EXCERPT TO READ ▸

Sometimes brutal honesty can become part of a brand and even become the most important part of a brand. If you are in an industry where customers are highly likely to experience inconvenience or dissatisfaction from your service or your product, this can be a bizarre yet successful marketing angle.
Consider airline companies. We all understand why we must wait for several hours in security, and most of us don’t really mind trading a little time for the security. However, most of us wait for an equal amount of time at the airline check in before we even reach the security checkpoint. Airlines are incapable of processing their customers in an efficient or timely manner. For this reason, most of them admonish customers to allow several hours to get from their taxi to their gate. We have accepted this as a fact of airline travel and are in fact pleased when we only need to spend an hour to get through the tedious process.
Imagine that you are the owner of an airline instead of your current business. Would you handle this issue in the same way? Would you instead bill your brand as the speedy, full service brand even though you can’t deliver on your promise? In this case, brutal honesty seems like the best plan. Telling customers to expect unreasonable delays is an interesting branding choice, but it works in this case.
The moral of this story seems to be that if there are inherent drawbacks in your industry, taking an open and honest approach is the best possibility. This allows your customers to decide how they will deal with the inconvenience: in this case, either by arriving early for flights or expecting to rush through the various steps of getting on an airplane and possibly miss their flight anyway.

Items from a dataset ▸
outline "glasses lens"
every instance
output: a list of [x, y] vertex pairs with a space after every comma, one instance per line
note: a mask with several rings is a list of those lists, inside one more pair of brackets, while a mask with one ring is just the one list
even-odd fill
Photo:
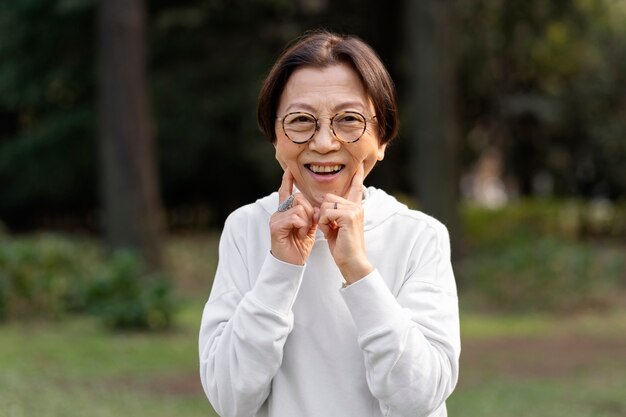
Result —
[[311, 139], [315, 133], [317, 122], [308, 113], [289, 113], [283, 119], [283, 129], [289, 139], [303, 143]]
[[365, 117], [354, 112], [339, 113], [333, 118], [335, 135], [344, 142], [356, 142], [365, 132]]

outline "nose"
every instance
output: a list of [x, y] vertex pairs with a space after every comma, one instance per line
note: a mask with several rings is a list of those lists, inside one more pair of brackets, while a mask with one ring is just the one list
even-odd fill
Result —
[[328, 153], [341, 148], [341, 141], [337, 139], [330, 128], [330, 121], [319, 122], [319, 128], [309, 141], [309, 147], [319, 153]]

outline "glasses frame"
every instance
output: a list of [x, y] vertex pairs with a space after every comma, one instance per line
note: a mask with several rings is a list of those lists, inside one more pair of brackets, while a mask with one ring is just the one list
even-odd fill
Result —
[[[291, 139], [289, 137], [289, 135], [287, 134], [287, 130], [285, 129], [285, 120], [287, 119], [287, 117], [292, 116], [294, 114], [302, 114], [302, 115], [305, 115], [305, 116], [309, 116], [309, 117], [313, 118], [313, 120], [315, 120], [315, 130], [313, 130], [313, 133], [311, 133], [311, 136], [309, 136], [309, 138], [307, 140], [304, 140], [302, 142], [297, 142], [297, 141]], [[343, 140], [341, 137], [339, 137], [339, 135], [337, 135], [337, 133], [335, 133], [335, 128], [333, 126], [335, 118], [337, 116], [342, 116], [342, 115], [345, 115], [345, 114], [356, 114], [356, 115], [359, 115], [360, 117], [363, 118], [363, 122], [364, 122], [364, 124], [363, 124], [363, 131], [361, 132], [359, 137], [356, 138], [353, 141]], [[337, 138], [338, 141], [340, 141], [341, 143], [355, 143], [355, 142], [358, 142], [359, 139], [361, 139], [363, 137], [363, 135], [365, 134], [365, 131], [367, 130], [367, 122], [369, 120], [372, 120], [372, 119], [375, 119], [375, 118], [376, 118], [376, 115], [371, 116], [371, 117], [365, 117], [363, 114], [359, 113], [358, 111], [349, 110], [349, 111], [340, 111], [338, 113], [335, 113], [332, 117], [320, 117], [320, 118], [315, 117], [313, 114], [311, 114], [309, 112], [293, 111], [293, 112], [289, 112], [289, 113], [285, 114], [283, 117], [277, 117], [276, 119], [281, 121], [280, 124], [281, 124], [281, 126], [283, 128], [283, 133], [285, 134], [285, 136], [287, 136], [287, 139], [289, 139], [290, 141], [292, 141], [293, 143], [295, 143], [297, 145], [303, 145], [305, 143], [310, 142], [311, 139], [313, 139], [315, 137], [315, 134], [317, 132], [319, 132], [319, 130], [320, 130], [320, 119], [328, 119], [330, 121], [330, 131], [333, 133], [333, 136], [335, 138]]]

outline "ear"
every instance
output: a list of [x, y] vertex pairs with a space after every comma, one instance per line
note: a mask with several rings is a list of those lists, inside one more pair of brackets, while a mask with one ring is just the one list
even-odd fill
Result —
[[378, 159], [379, 161], [382, 161], [383, 159], [385, 159], [385, 149], [387, 149], [386, 143], [383, 143], [382, 145], [378, 147], [378, 153], [376, 154], [376, 159]]

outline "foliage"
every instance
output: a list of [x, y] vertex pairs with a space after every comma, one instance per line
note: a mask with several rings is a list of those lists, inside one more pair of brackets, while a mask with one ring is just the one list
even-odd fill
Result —
[[522, 199], [500, 209], [461, 207], [470, 250], [513, 245], [541, 236], [626, 239], [626, 201]]
[[[0, 218], [11, 229], [73, 216], [97, 228], [93, 0], [0, 2]], [[255, 126], [258, 88], [304, 30], [355, 33], [381, 54], [406, 111], [407, 1], [147, 2], [151, 104], [163, 197], [219, 226], [275, 190], [273, 149]], [[623, 2], [456, 0], [461, 148], [468, 169], [487, 147], [506, 155], [521, 194], [553, 178], [559, 196], [626, 191]], [[77, 36], [76, 34], [80, 34]], [[413, 193], [407, 132], [368, 178]], [[233, 175], [237, 173], [237, 175]], [[228, 176], [228, 181], [224, 180]]]
[[463, 297], [506, 311], [569, 311], [612, 303], [626, 286], [626, 211], [619, 204], [529, 199], [462, 210]]
[[86, 291], [85, 308], [115, 329], [164, 329], [172, 324], [175, 305], [164, 276], [142, 274], [138, 256], [113, 254]]
[[543, 237], [476, 253], [457, 270], [486, 307], [564, 312], [609, 304], [624, 288], [626, 261], [618, 248]]
[[465, 152], [506, 154], [522, 194], [626, 190], [623, 2], [458, 1]]
[[1, 242], [0, 319], [89, 313], [115, 329], [172, 324], [169, 279], [142, 272], [133, 253], [107, 258], [93, 242], [54, 235]]

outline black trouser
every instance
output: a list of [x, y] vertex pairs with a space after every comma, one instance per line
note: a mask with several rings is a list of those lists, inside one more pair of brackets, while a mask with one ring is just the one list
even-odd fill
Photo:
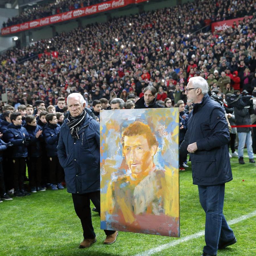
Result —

APPLY WHAT YOU READ ▸
(a) Rewrite the paragraph of the branding passage that begins "Consider airline companies." as a short bulleted list that keeps its main facts.
(b) Answer these questions from the branding passage, one per line:
(i) What does the passage say can become the most important part of a brand?
(ii) According to the passage, what do most airlines admonish customers to do?
(iii) What two ways of dealing with the inconvenience does the final paragraph name?

RESPONSES IN ORDER ▸
(a)
- We understand why we wait hours in security and mostly accept trading time for it.
- Most of us wait about as long at airline check-in before even reaching security.
- Airlines can't process customers efficiently or on time.
- So most airlines tell customers to allow several hours from taxi to gate.
- We accept this as part of air travel and are pleased when it takes only an hour.

(b)
(i) Brutal honesty.
(ii) Allow several hours to get from their taxi to their gate.
(iii) Arriving early for flights, or expecting to rush through the steps of getting on an airplane and possibly missing the flight anyway.